**The problem**
Your answer must be one number: the count of lines below that include "wooden".

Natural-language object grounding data
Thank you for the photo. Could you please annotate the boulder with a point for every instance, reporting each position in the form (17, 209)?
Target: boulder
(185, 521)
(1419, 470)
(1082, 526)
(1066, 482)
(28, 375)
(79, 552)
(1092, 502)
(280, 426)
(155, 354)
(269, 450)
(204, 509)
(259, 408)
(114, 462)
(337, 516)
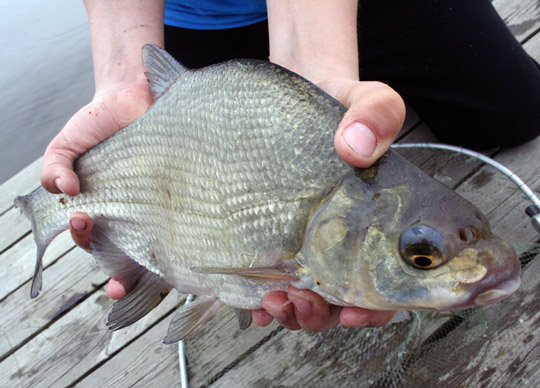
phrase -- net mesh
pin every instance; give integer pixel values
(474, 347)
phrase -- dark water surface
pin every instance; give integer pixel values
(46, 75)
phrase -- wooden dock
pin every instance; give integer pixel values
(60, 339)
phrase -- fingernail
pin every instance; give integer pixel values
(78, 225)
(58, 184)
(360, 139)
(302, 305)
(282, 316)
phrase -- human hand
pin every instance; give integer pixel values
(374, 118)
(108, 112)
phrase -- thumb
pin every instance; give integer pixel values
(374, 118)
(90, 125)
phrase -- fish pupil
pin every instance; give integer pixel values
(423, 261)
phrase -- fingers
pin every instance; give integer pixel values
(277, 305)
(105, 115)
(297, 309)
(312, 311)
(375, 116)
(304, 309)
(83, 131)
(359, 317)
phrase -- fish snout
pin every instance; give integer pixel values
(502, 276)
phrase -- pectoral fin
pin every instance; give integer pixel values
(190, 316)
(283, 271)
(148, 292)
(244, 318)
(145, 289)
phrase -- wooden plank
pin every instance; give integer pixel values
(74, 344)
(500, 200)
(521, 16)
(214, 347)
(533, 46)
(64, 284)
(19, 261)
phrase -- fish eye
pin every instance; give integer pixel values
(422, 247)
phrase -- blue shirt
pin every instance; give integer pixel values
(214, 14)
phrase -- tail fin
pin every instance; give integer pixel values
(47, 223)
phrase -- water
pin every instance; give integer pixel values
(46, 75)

* * *

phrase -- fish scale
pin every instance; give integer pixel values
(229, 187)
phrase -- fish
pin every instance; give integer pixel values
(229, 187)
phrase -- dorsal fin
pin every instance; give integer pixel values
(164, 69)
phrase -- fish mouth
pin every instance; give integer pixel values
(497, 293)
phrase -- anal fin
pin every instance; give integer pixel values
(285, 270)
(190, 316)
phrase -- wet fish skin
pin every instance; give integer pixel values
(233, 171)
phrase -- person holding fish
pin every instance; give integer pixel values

**Task output**
2